*SOURCE TEXT*:
——————
In example1, if a 'Match' type of 'Match All' (AND) is selected, the '//' separator would represent AND , but the comma separated columns in each criteria would still be OR.
(Surname OR FatherName ) == Hardy AND (Forename OR Fornames ) == John
Notes:
Column "A" and "B"are never searchable. These are the 'source' and the result 'row' number.
Soundex, Metaphone and Regex searches are considerably slower than normal text searches, and can only be used with 'FullText' searches..
The sqlite search lookup option allows extra search options for advanced users.
Using the SQlite LookUp Type
The sqlite lookup type allow advanced user to search the database using sql statements.
The Index (database) Tables
In the database each csv file found in the search folder is automatically given a unique table name. Each tables contain records (rows) of data taken from a single csv file.
The table information can be viewed via the edit menu. Edit > Show table info
In CFS all tables are searched with a single statement, and you do not need to know the names of the tables. CFS will add the table name to your sql statement.
You can omit the first part of the statement (SELECT * FROM INDEX WHERE) and just enter the column_title and expression.
Example: surname LIKE '%Hardy%';
If you choose to enter the full statement, use 'INDEX' as an alias for the real table name. The correct table name will be added automatically.
——————
(Entries from a dataset)

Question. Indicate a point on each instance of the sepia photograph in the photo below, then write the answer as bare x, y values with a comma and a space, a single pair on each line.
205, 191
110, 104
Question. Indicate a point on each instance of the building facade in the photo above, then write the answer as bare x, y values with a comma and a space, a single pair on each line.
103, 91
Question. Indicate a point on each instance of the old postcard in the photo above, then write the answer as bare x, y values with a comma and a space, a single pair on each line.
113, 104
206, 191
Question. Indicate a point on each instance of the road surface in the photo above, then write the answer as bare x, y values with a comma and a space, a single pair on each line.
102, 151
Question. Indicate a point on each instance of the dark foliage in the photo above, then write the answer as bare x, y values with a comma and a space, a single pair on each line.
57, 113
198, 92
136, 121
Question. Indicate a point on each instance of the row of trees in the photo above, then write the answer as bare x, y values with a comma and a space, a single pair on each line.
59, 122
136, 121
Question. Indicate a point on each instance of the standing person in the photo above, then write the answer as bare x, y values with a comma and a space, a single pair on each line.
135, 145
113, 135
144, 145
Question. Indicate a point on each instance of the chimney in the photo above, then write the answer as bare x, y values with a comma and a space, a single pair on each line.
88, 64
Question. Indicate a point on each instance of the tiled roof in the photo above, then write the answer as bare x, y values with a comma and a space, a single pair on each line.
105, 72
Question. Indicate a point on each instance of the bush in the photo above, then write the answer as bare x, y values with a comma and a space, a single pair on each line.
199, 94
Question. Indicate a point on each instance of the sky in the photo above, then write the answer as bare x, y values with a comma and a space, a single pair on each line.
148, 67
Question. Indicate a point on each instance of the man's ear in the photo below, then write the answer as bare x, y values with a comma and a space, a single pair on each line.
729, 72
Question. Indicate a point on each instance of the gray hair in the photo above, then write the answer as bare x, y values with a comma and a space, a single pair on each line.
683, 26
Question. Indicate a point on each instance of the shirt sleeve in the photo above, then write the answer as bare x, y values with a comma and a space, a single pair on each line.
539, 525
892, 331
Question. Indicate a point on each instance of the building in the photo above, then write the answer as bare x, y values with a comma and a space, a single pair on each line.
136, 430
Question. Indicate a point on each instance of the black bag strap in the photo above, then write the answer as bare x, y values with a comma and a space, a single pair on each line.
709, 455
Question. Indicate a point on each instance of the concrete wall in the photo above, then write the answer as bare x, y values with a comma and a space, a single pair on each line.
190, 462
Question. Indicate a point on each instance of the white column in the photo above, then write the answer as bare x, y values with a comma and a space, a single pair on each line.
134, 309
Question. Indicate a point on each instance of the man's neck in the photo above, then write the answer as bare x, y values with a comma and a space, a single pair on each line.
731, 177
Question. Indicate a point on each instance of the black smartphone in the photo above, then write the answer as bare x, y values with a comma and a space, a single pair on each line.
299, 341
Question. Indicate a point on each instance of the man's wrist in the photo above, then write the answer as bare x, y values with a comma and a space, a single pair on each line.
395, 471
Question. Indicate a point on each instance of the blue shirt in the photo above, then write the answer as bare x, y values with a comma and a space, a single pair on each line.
——————
*GIVEN EXERCISE 1*: From the text on CFS search options, quote the part starting with "(Surname OR FatherName" and going on through "using sql statements.".
*GIVEN EXERCISE 2*: Collect every line of the listing that contains the string "shirt".

*FULL SOLUTION 1*:
(Surname OR FatherName ) == Hardy AND (Forename OR Fornames ) == John
Notes:
Column "A" and "B"are never searchable. These are the 'source' and the result 'row' number.
Soundex, Metaphone and Regex searches are considerably slower than normal text searches, and can only be used with 'FullText' searches..
The sqlite search lookup option allows extra search options for advanced users.
Using the SQlite LookUp Type
The sqlite lookup type allow advanced user to search the database using sql statements.

*FULL SOLUTION 2*:
Question. Indicate a point on each instance of the shirt sleeve in the photo above, then write the answer as bare x, y values with a comma and a space, a single pair on each line.
Question. Indicate a point on each instance of the blue shirt in the photo above, then write the answer as bare x, y values with a comma and a space, a single pair on each line.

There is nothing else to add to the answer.